麻雀とは一言で言うとどういうゲームですか?
と問われたら、あなたはどう答えるだろうか?

誰かに和了られまいと和了へ一直線に進めば点数が安くなる。
では点数を高くしようとすれば時間がかかり、誰かに和了られてしまう。

まさに、アンビバレント(二律背反)。
この命題に答えなんかない。
そう決めつけていた。

こちらからどういうゲームですか?と、問うておいてこんな言い方は身も蓋もないのだが。
僕の言い分も聞いて欲しい。

麻雀においての答えなど、水の流れのように時々刻々と変わっていく。

そこに座る人間が変われば。
1年も時間が経てば。
あるいは、日によって。

いつも、答えとすべきものは変わっている。

だから、突き詰めようがないのだと、僕はあきらめていた。

数年前の一時期、僕はそんなことに思いが迷い込み、何をどうしたらよいかわからなくなったことがあった。
川の上から流れてくる配牌を、ただ意思もなく川下へ流されていくのを眺めて。
右へ左へ、牌に遊ばれながら、フラフラと漂っていた。

今日は、そんな僕を目覚めさせてくれた人の話をしよう。

ある打ち手との出会い

とある競技会でのこと。
ふと気が付くと、上家に女性が座っていた。

「よろしくお願いします。」

と彼女は一言つぶやくと、あっという間に一打目を切り出した。

「…タンッ!」

僕は彼女が切り出した指先の美しさと「音」にハッとした。

打牌音を立てないように牌を河に置くのが主流の昨今。
お行儀が良いのは結構だが、私はあまり賛成しない。

牌は「切る」もの。
強すぎず、心地よいリズムで牌の音が流れていく。
その文化が無くなっていくのは少し寂しい。
しかし、巷では音を立てることが「悪」とでも言わんばかり。

· · · · ·

実施課題 >>
a: 麻雀についての文章に基づき、次の問いに答えてください。
(i) 和了の速さと点数の高さの両立しがたさを、本文は何という言葉で言い表していますか。
(ii) 競技会で上家に座っていたのは誰ですか。
(iii) 昨今の主流とされる牌の置き方はどのようなものですか。
b: 麻雀についての文章を、最後の文の後から引き取って書き継いでください。
この後に続く一覧は、麻雀についての文章とは別個の資料です。

[抽出済み一覧]

· · · · ·

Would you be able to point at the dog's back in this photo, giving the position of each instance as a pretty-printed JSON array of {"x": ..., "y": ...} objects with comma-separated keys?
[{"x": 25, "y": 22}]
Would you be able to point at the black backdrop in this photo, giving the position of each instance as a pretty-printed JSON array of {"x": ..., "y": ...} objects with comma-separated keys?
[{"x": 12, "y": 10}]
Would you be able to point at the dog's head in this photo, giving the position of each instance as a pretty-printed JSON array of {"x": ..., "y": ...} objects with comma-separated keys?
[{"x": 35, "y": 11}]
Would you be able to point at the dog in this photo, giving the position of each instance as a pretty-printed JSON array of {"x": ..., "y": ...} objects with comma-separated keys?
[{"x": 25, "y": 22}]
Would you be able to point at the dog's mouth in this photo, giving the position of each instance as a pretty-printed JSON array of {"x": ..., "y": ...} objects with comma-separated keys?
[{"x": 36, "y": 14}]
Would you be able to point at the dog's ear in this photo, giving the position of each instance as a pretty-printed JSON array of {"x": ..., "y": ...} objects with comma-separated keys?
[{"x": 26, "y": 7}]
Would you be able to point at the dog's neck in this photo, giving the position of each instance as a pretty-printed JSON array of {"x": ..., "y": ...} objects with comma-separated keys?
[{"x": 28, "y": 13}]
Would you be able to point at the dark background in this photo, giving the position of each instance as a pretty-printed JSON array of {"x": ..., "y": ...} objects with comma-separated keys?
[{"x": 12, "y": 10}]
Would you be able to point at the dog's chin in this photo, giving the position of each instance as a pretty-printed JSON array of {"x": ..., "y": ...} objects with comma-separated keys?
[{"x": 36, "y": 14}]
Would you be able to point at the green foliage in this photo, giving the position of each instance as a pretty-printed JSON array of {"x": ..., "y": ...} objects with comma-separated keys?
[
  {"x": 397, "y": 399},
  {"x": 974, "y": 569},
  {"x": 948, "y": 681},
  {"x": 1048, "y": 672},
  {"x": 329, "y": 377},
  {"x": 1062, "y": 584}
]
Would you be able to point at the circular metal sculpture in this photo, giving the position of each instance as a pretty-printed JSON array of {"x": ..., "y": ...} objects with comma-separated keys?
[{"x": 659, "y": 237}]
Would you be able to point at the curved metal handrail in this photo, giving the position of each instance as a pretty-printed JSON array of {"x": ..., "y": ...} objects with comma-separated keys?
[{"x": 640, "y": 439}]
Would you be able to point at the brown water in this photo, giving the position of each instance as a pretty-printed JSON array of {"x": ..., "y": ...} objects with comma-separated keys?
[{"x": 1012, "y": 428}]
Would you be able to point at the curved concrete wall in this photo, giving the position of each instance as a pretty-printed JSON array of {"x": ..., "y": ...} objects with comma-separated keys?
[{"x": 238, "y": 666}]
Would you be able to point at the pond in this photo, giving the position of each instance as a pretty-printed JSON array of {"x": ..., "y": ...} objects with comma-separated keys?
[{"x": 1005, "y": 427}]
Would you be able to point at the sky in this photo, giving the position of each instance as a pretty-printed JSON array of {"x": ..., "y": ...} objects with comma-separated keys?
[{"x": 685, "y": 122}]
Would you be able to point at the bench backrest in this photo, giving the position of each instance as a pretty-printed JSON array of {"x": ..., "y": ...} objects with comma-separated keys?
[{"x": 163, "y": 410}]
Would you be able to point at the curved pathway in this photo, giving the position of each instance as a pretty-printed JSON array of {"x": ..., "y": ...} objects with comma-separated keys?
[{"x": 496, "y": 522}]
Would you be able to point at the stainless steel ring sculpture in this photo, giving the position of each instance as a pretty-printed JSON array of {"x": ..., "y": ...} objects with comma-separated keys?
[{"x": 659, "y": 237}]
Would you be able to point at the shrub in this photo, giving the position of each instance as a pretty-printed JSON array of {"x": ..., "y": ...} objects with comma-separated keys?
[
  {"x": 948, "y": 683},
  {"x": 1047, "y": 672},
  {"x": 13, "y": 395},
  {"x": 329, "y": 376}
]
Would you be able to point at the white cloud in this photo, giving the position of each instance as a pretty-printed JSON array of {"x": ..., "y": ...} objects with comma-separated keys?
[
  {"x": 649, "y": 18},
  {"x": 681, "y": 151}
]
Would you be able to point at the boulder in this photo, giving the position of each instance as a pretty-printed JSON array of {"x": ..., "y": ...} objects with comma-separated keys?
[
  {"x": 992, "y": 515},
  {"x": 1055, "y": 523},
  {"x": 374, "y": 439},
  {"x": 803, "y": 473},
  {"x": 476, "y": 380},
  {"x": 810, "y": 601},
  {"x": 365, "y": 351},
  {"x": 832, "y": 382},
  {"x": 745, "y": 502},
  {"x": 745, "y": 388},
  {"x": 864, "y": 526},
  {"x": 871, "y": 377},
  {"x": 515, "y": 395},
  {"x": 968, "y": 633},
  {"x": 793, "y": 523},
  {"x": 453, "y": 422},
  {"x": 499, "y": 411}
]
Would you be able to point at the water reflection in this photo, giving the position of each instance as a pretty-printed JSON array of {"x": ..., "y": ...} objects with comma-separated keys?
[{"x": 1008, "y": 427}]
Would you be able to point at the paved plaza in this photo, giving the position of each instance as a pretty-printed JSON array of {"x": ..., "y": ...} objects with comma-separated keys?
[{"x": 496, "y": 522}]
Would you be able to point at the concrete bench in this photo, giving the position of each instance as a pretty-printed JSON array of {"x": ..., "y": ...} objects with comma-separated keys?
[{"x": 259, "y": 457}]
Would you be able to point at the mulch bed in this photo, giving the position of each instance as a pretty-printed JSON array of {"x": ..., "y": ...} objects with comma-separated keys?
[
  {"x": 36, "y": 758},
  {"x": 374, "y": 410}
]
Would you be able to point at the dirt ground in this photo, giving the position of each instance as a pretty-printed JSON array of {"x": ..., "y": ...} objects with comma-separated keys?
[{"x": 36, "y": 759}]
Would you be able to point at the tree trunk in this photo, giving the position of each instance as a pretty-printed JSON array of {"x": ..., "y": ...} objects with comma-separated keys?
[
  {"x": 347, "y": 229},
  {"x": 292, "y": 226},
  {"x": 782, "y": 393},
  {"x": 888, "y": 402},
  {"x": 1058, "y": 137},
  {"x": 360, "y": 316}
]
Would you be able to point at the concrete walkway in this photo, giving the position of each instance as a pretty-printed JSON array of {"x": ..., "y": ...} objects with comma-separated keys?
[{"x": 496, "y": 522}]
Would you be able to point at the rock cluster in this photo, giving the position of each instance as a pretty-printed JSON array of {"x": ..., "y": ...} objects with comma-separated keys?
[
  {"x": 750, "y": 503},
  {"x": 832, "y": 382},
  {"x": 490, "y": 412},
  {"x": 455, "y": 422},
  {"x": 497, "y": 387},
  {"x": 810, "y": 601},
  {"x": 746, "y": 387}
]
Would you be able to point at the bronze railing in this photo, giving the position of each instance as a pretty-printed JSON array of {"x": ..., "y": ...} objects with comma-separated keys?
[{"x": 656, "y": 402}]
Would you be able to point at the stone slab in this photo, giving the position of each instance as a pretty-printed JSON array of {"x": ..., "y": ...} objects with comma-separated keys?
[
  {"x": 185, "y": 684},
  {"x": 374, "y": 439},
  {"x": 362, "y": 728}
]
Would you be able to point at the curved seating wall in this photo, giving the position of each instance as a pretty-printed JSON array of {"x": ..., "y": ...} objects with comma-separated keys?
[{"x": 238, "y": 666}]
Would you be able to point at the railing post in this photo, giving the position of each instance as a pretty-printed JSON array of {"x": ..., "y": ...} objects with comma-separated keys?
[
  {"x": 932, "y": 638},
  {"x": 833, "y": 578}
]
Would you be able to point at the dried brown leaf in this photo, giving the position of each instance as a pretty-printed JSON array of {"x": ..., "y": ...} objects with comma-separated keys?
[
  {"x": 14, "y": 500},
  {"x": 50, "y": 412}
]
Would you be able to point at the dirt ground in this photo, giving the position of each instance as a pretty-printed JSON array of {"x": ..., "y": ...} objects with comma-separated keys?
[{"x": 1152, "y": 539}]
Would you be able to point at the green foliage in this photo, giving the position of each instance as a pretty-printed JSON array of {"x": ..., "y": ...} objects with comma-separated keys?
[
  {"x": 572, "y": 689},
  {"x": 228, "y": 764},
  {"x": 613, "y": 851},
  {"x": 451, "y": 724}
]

· · · · ·

解答例 >>
a:
(i) アンビバレント(二律背反)
(ii) 女性
(iii) 打牌音を立てないように牌を河に置くやり方

b:
その中にあって、こんなに軽やかに清々しく牌を切るプレイヤーを久々に観た気がする。

これが後にプロになる、木下遥さんとの出会いだった。

この頃の彼女はとにかく「気」と「我」が強い麻雀を打っていた。
向かってくるものをとにかくなぎ倒す。
自ら進んで戦いの場に下りて行って殴り合いを楽しむような。
彼女の麻雀に触れた僕は、この戦い方では身がいくらあっても足りないなと感じた。

最初のうちは、僕も他の2人も彼女の矢継ぎ早に飛んで来るリーチに押されっぱなしで成す術がなかった。
ただ、成す術はないのだが、彼女の戦う「気」に当てられたのだろうと思う。
こちらも一発目から危険牌を叩き切るなど応戦する姿勢だけは崩さないように心がけた。

ゲームの終盤。
彼女の摸打にほんの少し迷いがあった瞬間があった。
首をかしげるまではいかないが、逡巡するような彼女の「ポン」の声。

今思えば、あの一巡が潮目だったように思う。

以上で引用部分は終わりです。